- _Data for this exercise_
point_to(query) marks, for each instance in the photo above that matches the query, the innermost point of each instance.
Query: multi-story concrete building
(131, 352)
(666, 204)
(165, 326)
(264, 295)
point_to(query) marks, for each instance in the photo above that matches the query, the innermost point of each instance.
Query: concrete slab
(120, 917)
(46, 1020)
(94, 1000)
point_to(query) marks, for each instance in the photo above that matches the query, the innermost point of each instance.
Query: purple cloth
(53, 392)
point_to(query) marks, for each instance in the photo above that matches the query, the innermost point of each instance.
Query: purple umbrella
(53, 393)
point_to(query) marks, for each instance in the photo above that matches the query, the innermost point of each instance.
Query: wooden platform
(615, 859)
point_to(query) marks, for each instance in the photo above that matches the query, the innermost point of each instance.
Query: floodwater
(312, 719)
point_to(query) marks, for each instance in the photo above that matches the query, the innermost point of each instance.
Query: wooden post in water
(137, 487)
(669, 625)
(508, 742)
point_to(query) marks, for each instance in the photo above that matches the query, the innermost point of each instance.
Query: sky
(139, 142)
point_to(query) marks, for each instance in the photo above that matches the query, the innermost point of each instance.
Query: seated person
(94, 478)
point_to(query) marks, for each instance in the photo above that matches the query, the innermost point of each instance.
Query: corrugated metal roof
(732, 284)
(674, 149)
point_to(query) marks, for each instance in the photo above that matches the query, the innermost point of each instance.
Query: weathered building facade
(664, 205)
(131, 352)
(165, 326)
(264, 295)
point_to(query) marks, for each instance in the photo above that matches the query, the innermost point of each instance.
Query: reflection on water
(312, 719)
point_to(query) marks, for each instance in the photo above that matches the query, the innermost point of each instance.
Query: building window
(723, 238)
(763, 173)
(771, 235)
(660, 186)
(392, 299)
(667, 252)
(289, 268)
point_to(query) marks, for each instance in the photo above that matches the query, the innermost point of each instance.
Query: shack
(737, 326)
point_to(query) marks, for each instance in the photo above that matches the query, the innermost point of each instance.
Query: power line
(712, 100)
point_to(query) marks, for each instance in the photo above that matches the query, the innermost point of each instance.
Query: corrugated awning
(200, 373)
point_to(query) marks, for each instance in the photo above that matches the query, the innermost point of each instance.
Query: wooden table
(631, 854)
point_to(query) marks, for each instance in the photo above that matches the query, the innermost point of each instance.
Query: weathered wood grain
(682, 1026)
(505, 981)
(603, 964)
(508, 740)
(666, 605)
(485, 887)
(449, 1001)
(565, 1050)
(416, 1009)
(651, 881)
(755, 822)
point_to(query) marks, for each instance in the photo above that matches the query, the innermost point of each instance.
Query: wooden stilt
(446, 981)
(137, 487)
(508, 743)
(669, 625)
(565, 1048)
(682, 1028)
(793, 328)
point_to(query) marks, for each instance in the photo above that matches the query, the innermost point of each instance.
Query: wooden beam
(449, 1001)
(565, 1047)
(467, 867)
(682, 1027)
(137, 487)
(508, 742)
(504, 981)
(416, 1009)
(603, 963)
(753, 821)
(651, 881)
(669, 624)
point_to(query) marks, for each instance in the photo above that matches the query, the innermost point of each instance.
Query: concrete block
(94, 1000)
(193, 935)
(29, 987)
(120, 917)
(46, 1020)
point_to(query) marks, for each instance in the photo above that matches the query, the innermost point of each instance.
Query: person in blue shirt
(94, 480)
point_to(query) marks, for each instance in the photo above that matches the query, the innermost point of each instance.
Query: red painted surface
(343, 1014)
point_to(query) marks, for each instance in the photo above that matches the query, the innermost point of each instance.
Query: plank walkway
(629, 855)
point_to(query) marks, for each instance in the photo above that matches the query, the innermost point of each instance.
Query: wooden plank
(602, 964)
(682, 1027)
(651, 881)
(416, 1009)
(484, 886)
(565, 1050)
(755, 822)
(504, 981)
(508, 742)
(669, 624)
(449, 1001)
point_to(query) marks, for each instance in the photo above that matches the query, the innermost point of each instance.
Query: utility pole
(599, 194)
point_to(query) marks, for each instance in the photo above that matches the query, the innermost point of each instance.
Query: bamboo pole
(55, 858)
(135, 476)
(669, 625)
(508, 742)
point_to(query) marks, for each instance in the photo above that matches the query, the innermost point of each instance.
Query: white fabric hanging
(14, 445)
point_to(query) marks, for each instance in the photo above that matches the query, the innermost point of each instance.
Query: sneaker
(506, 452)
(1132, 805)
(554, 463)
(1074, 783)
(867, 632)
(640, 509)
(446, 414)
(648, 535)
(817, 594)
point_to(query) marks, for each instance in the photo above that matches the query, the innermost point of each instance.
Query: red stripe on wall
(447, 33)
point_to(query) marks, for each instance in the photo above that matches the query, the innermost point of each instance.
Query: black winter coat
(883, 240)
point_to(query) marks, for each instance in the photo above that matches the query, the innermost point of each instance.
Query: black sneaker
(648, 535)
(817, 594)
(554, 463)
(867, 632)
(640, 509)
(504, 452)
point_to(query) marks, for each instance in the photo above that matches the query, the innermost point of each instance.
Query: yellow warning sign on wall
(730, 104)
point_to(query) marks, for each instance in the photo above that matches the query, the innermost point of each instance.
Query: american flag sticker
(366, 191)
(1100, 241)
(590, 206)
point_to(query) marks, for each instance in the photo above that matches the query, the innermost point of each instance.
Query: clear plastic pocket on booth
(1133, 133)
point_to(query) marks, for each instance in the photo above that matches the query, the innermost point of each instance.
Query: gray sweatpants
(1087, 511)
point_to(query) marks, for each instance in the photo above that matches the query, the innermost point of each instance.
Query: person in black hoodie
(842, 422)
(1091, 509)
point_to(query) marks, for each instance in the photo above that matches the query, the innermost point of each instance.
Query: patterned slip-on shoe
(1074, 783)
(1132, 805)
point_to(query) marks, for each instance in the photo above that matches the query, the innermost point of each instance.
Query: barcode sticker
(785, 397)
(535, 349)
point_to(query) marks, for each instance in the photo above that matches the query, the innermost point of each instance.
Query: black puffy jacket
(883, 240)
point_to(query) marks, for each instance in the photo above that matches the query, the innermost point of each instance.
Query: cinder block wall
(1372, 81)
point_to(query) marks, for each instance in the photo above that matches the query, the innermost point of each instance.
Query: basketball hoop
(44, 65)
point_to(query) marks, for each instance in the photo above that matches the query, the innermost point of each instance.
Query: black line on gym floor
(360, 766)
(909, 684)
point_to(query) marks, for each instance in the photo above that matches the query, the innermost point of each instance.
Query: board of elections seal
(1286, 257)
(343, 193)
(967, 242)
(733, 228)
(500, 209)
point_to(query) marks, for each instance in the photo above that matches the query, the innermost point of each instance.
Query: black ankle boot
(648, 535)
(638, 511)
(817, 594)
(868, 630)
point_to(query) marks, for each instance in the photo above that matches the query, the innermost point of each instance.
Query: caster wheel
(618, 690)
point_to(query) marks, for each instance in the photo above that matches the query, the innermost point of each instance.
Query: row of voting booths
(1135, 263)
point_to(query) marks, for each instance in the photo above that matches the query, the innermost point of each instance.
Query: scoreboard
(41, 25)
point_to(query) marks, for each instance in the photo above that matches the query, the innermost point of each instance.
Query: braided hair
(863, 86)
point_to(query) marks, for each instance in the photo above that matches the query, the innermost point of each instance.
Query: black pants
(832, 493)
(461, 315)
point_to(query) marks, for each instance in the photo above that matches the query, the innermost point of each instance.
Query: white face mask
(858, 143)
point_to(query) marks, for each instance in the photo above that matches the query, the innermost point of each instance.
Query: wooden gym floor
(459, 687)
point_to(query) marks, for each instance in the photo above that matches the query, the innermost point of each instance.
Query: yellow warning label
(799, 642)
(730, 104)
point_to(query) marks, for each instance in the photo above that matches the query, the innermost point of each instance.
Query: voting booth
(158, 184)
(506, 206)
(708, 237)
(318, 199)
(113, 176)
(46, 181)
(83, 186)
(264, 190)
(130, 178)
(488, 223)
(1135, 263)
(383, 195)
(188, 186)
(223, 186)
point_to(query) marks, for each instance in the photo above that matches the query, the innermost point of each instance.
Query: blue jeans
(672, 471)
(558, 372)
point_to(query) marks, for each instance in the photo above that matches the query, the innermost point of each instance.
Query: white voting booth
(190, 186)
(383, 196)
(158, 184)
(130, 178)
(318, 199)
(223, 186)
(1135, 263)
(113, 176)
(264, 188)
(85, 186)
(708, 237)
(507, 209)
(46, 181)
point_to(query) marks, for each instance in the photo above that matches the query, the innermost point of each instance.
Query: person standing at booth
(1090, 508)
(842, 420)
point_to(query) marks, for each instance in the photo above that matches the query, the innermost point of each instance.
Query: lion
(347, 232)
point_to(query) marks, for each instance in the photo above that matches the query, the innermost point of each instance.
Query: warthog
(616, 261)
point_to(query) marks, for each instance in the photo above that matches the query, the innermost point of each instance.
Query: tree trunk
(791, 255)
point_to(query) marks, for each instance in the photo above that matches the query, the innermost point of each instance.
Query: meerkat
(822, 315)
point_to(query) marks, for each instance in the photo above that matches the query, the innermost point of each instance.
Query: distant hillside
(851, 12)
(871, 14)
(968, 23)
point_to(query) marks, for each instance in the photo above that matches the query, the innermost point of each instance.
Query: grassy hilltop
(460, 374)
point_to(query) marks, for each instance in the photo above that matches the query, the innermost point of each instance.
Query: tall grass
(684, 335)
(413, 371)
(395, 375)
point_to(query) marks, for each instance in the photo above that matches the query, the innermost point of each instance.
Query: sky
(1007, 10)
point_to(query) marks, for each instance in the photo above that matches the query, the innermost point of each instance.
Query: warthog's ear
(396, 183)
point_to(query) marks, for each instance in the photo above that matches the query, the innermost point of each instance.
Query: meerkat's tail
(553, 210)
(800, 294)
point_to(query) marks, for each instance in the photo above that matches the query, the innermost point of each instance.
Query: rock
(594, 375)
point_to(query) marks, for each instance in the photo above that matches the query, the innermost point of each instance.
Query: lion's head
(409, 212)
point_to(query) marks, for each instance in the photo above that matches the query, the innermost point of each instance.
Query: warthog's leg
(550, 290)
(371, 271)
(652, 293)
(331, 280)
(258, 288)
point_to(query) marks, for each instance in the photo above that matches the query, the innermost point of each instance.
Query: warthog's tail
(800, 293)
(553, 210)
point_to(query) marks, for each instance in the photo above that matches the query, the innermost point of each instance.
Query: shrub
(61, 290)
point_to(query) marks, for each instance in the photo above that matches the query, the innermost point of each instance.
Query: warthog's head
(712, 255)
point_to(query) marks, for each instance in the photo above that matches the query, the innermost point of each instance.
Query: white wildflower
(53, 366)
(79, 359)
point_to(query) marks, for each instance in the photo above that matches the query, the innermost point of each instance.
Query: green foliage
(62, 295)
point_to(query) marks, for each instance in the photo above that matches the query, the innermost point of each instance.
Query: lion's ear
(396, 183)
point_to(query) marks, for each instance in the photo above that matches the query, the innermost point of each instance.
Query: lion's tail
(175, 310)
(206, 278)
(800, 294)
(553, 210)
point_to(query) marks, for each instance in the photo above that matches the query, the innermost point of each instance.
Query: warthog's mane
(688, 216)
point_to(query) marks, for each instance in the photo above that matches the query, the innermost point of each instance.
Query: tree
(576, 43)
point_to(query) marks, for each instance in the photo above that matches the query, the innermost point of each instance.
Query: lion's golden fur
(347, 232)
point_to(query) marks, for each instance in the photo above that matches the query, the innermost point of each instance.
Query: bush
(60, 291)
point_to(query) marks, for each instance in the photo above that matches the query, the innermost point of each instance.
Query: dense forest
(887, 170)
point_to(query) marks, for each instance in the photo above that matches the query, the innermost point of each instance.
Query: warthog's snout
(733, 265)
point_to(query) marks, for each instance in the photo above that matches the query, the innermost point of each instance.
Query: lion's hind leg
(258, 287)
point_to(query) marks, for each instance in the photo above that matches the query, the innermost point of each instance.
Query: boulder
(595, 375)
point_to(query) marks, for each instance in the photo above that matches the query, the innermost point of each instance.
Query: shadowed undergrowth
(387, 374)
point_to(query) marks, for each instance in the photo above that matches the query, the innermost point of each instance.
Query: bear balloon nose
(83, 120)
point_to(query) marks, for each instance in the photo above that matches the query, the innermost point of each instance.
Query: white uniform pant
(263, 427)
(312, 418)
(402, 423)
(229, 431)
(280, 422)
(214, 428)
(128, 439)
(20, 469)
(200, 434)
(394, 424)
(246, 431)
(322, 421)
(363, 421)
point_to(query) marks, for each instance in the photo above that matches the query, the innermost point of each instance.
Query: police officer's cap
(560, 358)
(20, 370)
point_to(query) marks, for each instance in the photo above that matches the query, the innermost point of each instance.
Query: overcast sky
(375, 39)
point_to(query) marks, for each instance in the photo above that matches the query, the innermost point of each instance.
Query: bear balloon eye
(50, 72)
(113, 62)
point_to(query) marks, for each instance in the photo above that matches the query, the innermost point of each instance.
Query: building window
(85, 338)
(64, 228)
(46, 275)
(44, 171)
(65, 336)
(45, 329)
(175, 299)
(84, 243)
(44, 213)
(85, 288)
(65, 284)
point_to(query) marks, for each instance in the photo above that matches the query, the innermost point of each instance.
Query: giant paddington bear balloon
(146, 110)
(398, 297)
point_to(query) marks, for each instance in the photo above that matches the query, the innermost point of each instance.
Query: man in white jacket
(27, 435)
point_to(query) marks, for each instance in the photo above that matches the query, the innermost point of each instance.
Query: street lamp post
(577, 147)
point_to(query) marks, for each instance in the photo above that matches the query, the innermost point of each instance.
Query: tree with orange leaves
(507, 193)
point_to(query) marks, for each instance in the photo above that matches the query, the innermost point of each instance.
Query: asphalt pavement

- _Instructions to follow_
Count the lines in the entries above that contain the word "corrugated" and reply with only that number.

- _Expected answer_
2